SELECTED TEXT:
+ + + + +

Introductory Statement

     This Amendment No. 4 amends and supplements the Schedule 13D
originally filed on December 27, 1999 by Capital International Global
Emerging Markets Private Equity Fund, L.P. ("CIPEF"), Capital International
Investments, LLC ("Capital Investments"), Capital International, Inc.
("Capital International") and Capital Group International, Inc. ("CGII"
and, together with CIPEF, Capital Investments and Capital International,
the "Reporting Parties"), as amended by Amendment No. 1 on Schedule 13D/A
filed by the Reporting Parties on April 12, 2001, Amendment No. 2 on
Schedule 13D/A filed by the Reporting Parties on May 11, 2001, and
Amendment No. 3 on Schedule 13D/A filed by the Reporting Parties on
September 10, 2002, with respect to the shares of common stock, par value
$.01 per share (the "Common Stock") held by CIPEF in Golden Telecom Inc., a
Delaware corporation ("Golden Telecom").

     CIPEF, a Delaware limited partnership, is a private investment
partnership. Capital Investments, a Delaware limited liability company, is
a limited liability company and is the sole general partner of CIPEF.
Capital International, a California corporation, is an investment
management company and the managing member of Capital Investments. CGII is
the sole shareholder of Capital International. CGII, a California
corporation, is a holding company for a group of investment management
companies.

     The address of the principal office of CIPEF and Capital Investments
is 135 South State College Boulevard, Brea, CA 92821. The address of the
principal office of Capital International and CGII is 11100 Santa Monica
Boulevard, Los Angeles, CA 90025.

     The address of the principal executive office of Golden Telecom is c/o
Representation Office Golden Teleservices, Inc., 12 Trubnaya Ulitsa,
Moscow, Russia 103045.

+ + + + +

Data pulled from a collection
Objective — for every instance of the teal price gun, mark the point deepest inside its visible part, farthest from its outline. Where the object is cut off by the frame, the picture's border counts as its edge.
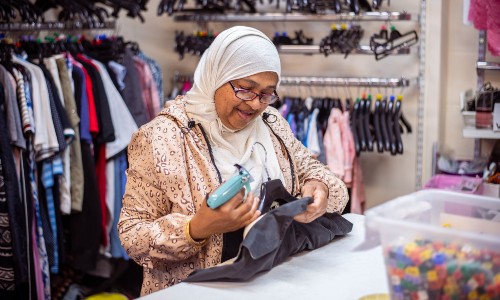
(230, 188)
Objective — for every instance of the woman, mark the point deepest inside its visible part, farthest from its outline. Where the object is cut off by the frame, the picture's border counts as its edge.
(190, 148)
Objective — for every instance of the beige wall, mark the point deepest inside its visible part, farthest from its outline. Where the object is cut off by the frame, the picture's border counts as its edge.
(449, 67)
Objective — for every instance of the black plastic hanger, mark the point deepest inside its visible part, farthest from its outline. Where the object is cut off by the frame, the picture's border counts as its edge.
(366, 123)
(377, 116)
(354, 127)
(397, 127)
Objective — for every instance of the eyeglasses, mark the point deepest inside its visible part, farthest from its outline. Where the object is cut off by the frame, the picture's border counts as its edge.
(247, 95)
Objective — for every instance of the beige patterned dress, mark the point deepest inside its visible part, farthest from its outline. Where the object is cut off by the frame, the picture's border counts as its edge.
(170, 172)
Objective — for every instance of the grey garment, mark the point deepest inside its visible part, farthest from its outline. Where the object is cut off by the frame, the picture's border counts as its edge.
(322, 154)
(76, 171)
(274, 238)
(14, 124)
(132, 93)
(157, 75)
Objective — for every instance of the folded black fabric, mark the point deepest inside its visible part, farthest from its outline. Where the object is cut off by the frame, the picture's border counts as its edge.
(274, 238)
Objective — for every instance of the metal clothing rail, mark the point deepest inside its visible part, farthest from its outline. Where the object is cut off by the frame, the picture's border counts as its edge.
(346, 81)
(314, 49)
(72, 25)
(296, 17)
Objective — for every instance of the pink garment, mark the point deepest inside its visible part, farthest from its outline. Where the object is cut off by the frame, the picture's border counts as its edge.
(485, 14)
(36, 262)
(333, 143)
(472, 11)
(493, 23)
(480, 14)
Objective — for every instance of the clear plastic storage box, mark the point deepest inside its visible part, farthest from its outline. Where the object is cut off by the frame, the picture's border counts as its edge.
(439, 245)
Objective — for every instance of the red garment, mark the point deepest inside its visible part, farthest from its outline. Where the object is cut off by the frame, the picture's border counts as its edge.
(93, 122)
(100, 169)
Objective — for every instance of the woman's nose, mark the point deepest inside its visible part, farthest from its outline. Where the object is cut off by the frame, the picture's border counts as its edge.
(255, 104)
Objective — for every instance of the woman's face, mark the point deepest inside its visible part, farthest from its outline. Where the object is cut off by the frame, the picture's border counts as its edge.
(236, 113)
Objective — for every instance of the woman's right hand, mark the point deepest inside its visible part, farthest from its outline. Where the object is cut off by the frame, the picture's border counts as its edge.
(232, 215)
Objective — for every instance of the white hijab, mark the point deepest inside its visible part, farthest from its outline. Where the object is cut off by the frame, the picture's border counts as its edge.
(236, 53)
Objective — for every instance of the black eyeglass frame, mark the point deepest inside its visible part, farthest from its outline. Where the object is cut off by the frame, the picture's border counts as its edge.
(236, 90)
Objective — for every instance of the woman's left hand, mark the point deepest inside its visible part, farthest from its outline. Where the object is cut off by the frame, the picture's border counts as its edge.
(319, 192)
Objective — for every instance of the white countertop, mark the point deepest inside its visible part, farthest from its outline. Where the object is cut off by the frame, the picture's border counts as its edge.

+ + + + +

YOUR TASKS:
**A)** Count the lines in the records that contain the word "rail" and give only that number.
**B)** Continue the Schedule 13D amendment statement from its last sentence.
The Schedule 13D amendment statement and the records are unrelated material.

EXPECTED OUTPUTS:
**A)** 1

**B)**
Item 4.   Purpose of Transaction
          ----------------------

ITEM 4 is hereby amended by adding the following paragraph (b.1) after
existing paragraph (b) thereof, and deleting existing paragraph (b) as of
the Telenor Effective Date (as defined below):

     (b.1) On August 19, 2003, Golden Telecom entered into a share exchange
     agreement (the "Share Exchange Agreement") with Nye Telenor East
     Invest AS ("Telenor"), pursuant to which Telenor will acquire shares
     of Common Stock upon the satisfaction of certain conditions relating
     to such acquisition (the "Telenor Transaction"). In connection with
     the Telenor Transaction, CIPEF has entered into (i) the Successor
     Shareholders Agreement (as described in Item 5 and Item 6 below, and a
     copy of which is attached hereto as Exhibit 99.11), which contains
     certain provisions relating to business combinations, transfers of
     shares of Common Stock, the nomination and removal of the directors of
     Golden Telecom and the approval of special transactions, (ii) the
     Successor Standstill Agreement (as described in Item 5 and Item 6
     below, and a copy of which is attached hereto as Exhibit 99.12), which
     contains certain provisions relating to proxy contests and the
     acquisition of shares of Golden Telecom and (iii) the Successor
     Registration Rights Agreement (as described in Item 5 and Item 6
     below, and a copy of which is attached hereto as Exhibit 99.13), which
     contains certain provisions relating to the registration of the Golden
     Telecom Common Stock under the U.S. Securities Act of 1933, as
     amended. In each case, these agreements are effective as of the
     effective date of the Telenor Transaction (the "Telenor Effective
     Date").

Item 5.   Interest in Securities of the Issuer
          ------------------------------------

Item 5 is hereby amended by deleting the entire text therein and replacing
it with the following:

     (a)(i) As of August 19, 2003, as disclosed to the Reporting Parties by
Golden Telecom, there are an aggregate of 27,795,065 shares of Common Stock
outstanding. As of the date hereof, CIPEF beneficially owns 2,166,405
shares of Common Stock, representing approximately 7.8% of the outstanding
shares of Common Stock.

     Due to their relationship with CIPEF (see Item 2), as of the date
hereof, Capital International, Capital Investments and CGII may be deemed
to beneficially own 2,166,405 shares of Common Stock. Based on an aggregate
of 27,795,065 outstanding shares of Common Stock, this represents
approximately 7.8% of the outstanding shares of Common Stock. Each of
Capital Investments, Capital International and CGII disclaims beneficial
ownership of all Common Stock beneficially owned by CIPEF.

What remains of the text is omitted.